Pull out each line of the listing below that contains the string "background". Treat uppercase and lowercase as different.

## Data lines:
────────

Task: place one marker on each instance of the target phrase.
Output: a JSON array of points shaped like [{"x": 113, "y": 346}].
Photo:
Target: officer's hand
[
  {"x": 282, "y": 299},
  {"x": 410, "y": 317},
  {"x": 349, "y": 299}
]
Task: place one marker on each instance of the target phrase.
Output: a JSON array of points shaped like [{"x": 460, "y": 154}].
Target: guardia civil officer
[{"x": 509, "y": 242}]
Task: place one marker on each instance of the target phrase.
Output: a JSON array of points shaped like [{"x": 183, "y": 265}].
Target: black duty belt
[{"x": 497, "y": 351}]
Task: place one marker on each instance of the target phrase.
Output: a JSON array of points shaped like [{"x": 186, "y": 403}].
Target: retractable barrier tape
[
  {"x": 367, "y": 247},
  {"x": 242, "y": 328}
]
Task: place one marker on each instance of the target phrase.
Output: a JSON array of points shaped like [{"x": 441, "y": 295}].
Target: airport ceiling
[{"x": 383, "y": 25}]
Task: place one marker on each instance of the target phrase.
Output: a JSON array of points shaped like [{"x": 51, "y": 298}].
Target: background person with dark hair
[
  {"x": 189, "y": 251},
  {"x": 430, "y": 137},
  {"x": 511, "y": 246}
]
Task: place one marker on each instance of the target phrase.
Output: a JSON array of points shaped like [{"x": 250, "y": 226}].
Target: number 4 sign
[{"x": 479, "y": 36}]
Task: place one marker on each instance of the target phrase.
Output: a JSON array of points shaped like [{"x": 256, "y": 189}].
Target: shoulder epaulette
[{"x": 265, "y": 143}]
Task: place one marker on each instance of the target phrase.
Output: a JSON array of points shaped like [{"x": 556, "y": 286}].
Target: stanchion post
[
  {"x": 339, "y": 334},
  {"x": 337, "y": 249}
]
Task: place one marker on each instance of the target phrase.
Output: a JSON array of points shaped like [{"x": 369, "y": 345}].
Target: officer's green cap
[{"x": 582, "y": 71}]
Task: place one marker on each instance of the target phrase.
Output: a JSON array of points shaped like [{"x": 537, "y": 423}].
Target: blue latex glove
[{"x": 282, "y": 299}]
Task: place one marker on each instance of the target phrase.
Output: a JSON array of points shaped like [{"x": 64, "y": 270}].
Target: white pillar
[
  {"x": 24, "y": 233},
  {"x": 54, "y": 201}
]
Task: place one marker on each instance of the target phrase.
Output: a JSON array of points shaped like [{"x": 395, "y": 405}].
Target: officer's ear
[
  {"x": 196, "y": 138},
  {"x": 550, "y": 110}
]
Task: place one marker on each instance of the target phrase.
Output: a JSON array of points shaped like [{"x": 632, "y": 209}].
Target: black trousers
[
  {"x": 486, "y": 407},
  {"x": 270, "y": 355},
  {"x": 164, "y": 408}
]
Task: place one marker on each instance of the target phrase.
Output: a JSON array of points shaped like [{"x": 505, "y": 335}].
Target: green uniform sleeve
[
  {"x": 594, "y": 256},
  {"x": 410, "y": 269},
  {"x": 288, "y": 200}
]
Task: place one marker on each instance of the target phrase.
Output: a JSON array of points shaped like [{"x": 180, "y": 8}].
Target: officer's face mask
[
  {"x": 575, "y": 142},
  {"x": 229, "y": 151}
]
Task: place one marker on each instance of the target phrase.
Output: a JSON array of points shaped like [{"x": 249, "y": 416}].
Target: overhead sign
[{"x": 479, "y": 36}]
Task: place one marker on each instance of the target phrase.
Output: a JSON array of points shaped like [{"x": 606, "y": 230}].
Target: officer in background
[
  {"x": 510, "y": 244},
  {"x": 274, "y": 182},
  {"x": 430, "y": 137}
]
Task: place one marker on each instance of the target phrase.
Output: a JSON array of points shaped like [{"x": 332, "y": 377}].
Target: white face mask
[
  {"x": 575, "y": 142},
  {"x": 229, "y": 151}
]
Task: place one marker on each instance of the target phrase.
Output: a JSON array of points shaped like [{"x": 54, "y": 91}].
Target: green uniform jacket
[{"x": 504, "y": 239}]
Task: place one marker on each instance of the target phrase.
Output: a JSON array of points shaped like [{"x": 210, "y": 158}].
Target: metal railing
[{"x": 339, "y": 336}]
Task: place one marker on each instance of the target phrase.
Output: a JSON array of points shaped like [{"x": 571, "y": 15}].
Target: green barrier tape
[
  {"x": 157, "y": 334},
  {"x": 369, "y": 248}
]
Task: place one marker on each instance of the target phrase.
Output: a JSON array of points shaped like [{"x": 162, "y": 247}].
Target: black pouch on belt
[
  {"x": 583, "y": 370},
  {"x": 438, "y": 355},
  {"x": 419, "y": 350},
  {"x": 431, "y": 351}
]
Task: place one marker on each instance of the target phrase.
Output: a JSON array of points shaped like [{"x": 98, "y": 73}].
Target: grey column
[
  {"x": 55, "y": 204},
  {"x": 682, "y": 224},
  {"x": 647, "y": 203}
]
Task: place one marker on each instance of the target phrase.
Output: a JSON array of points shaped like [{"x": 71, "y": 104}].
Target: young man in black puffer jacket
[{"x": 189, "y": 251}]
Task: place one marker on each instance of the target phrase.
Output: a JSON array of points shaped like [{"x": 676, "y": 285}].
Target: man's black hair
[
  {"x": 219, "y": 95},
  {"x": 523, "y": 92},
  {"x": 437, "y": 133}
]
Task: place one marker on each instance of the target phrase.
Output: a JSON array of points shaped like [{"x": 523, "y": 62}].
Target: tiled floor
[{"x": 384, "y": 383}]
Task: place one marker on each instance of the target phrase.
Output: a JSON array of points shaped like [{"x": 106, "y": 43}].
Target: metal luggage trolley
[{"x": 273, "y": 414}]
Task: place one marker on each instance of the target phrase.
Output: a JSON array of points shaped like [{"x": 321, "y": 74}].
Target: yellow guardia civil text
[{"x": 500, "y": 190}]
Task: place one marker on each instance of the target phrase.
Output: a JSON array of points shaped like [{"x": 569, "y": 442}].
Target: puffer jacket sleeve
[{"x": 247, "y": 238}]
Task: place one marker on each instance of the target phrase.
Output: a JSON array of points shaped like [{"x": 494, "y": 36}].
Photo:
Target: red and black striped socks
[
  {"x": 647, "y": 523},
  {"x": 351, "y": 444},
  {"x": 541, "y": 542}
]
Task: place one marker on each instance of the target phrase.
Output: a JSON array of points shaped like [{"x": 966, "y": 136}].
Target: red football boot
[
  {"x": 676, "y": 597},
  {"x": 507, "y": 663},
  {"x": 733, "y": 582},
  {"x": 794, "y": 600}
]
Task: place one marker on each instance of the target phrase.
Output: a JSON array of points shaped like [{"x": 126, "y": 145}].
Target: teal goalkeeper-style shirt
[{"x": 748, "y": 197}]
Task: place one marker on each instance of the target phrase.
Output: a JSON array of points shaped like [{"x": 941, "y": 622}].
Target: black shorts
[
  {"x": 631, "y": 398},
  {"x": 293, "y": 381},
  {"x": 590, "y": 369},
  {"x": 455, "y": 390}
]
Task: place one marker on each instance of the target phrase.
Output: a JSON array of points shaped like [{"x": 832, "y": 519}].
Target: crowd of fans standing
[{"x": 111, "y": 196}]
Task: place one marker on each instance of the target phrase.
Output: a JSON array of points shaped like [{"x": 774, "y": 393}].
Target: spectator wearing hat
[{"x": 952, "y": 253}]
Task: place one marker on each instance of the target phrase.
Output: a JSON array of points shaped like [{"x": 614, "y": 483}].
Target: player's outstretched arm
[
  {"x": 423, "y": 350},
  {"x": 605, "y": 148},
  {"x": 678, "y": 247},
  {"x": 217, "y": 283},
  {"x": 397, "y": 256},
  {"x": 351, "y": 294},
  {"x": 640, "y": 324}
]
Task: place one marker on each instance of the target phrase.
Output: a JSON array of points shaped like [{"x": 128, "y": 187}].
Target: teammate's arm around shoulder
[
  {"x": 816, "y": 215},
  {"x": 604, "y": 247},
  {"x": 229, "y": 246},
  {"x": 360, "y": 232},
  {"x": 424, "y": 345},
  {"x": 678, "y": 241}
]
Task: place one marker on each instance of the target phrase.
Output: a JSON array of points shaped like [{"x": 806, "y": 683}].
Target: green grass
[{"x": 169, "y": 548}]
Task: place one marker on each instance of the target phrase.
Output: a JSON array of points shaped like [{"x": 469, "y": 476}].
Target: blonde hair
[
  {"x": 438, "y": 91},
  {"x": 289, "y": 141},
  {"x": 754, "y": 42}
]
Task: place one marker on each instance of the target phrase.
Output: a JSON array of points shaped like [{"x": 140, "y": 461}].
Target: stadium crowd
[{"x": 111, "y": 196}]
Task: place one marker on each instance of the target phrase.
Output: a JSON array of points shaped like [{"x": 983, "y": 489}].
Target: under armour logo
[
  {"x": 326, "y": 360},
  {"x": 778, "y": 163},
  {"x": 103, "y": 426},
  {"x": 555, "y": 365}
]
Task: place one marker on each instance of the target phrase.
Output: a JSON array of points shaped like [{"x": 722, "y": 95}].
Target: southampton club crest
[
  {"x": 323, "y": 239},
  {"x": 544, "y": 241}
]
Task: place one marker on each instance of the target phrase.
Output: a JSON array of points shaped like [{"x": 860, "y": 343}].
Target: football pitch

────────

## Exercise answer:
Target: background person with dark hair
Target: officer in background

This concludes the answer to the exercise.